### [Extrait choisi]
'''
Bonjour-bonjour
« L’université de Reims Champagne-Ardenne enrichit le monde entier » : en lisant cette phrase, le lecteur champardenais ressent de la fierté, teintée toutefois de scepticisme. Car en effet, comment la modeste université de Reims pourrait-elle prétendre à un tel effet qui, on le suppose, la mettrait sur le même rang que les plus grandes université mondiales – comme le MIT, Harvard ou Stanford ?
Toutes fois, poursuivant notre lecture, nous découvrons ceci : « L’achat d’un ordinateur par un étudiant entraîne de la création de valeur pour le commerçant qui lui a vendu, le transporteur qui a livré ce dernier, le fabricant qui a assemblé l’appareil ou les fournisseurs qui ont fabriqué les composants. » (Lire ici) Alors là, nous comprenons mieux : il s’agit de tracer la consommation de nos étudiants comme on le fait le « tracking » de l’épidémie. A ce compte, chaque fois que je mets un masque anti-virus sur mon nez, j’enrichis une usine chinoise et donc je contribue aussi à enrichir le monde. Et quand j’utilise du papier hygiénique – est-ce que je n’enrichis pas des fabricants suédois (ou autres) à chaque fois que je tire la chasse d’eau ?
'''
### [Entrées de données enregistrées]
'''
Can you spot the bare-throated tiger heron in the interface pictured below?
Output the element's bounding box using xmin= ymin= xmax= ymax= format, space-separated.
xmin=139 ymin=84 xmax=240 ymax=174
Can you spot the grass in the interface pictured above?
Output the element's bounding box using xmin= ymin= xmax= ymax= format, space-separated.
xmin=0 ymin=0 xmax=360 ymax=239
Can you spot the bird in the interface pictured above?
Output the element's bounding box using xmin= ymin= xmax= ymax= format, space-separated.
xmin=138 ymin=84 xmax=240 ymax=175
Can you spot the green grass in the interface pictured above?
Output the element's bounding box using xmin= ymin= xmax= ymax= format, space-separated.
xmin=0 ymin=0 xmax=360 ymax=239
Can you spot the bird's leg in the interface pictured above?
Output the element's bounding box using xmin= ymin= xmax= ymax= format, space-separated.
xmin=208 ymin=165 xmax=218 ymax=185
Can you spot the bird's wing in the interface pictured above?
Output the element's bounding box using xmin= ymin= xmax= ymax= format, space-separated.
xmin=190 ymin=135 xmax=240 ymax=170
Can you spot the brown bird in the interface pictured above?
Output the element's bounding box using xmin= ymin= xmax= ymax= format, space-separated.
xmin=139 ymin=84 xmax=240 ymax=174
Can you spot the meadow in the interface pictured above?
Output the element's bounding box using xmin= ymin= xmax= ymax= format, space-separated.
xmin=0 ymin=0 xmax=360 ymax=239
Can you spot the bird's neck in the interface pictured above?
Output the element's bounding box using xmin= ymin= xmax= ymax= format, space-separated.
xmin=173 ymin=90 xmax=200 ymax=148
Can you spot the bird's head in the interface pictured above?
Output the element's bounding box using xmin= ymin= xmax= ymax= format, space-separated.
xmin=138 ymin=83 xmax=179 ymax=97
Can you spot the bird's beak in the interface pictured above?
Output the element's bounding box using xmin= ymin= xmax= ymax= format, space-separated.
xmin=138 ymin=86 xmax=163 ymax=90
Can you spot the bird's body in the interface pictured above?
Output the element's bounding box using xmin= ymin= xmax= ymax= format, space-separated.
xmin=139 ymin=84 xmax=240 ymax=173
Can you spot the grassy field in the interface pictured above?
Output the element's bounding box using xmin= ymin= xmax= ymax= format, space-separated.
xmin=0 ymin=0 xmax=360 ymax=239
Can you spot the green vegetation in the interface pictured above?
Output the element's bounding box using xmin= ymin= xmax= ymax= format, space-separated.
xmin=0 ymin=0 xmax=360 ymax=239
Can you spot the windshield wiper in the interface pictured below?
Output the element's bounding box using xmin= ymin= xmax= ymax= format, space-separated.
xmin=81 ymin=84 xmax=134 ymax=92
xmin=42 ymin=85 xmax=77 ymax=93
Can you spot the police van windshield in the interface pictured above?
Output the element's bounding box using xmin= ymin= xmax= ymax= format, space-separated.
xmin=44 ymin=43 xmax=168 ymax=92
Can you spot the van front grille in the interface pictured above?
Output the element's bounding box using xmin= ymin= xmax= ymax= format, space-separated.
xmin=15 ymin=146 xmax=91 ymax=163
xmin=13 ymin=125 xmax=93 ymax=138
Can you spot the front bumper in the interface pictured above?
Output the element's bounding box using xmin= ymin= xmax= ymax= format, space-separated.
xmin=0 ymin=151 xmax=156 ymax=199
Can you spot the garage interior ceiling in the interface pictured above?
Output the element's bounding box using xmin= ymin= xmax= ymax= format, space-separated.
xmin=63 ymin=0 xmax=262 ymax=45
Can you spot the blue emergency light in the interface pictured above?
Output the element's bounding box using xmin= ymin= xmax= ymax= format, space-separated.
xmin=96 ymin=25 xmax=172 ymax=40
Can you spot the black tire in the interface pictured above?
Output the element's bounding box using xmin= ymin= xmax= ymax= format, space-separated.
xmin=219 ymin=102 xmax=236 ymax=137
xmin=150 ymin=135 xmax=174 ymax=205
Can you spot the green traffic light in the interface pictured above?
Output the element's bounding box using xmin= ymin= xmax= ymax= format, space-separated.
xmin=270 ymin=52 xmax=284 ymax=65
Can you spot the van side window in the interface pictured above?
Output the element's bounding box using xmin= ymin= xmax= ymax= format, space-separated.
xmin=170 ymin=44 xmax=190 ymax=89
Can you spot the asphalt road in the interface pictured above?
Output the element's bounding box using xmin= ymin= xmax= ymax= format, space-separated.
'''
### [Consigne]
Recopiez intégralement, sans y changer un seul caractère, l'extrait sur l'université de Reims Champagne-Ardenne.

### [Zone de réponse]
Bonjour-bonjour
« L’université de Reims Champagne-Ardenne enrichit le monde entier » : en lisant cette phrase, le lecteur champardenais ressent de la fierté, teintée toutefois de scepticisme. Car en effet, comment la modeste université de Reims pourrait-elle prétendre à un tel effet qui, on le suppose, la mettrait sur le même rang que les plus grandes université mondiales – comme le MIT, Harvard ou Stanford ?
Toutes fois, poursuivant notre lecture, nous découvrons ceci : « L’achat d’un ordinateur par un étudiant entraîne de la création de valeur pour le commerçant qui lui a vendu, le transporteur qui a livré ce dernier, le fabricant qui a assemblé l’appareil ou les fournisseurs qui ont fabriqué les composants. » (Lire ici) Alors là, nous comprenons mieux : il s’agit de tracer la consommation de nos étudiants comme on le fait le « tracking » de l’épidémie. A ce compte, chaque fois que je mets un masque anti-virus sur mon nez, j’enrichis une usine chinoise et donc je contribue aussi à enrichir le monde. Et quand j’utilise du papier hygiénique – est-ce que je n’enrichis pas des fabricants suédois (ou autres) à chaque fois que je tire la chasse d’eau ?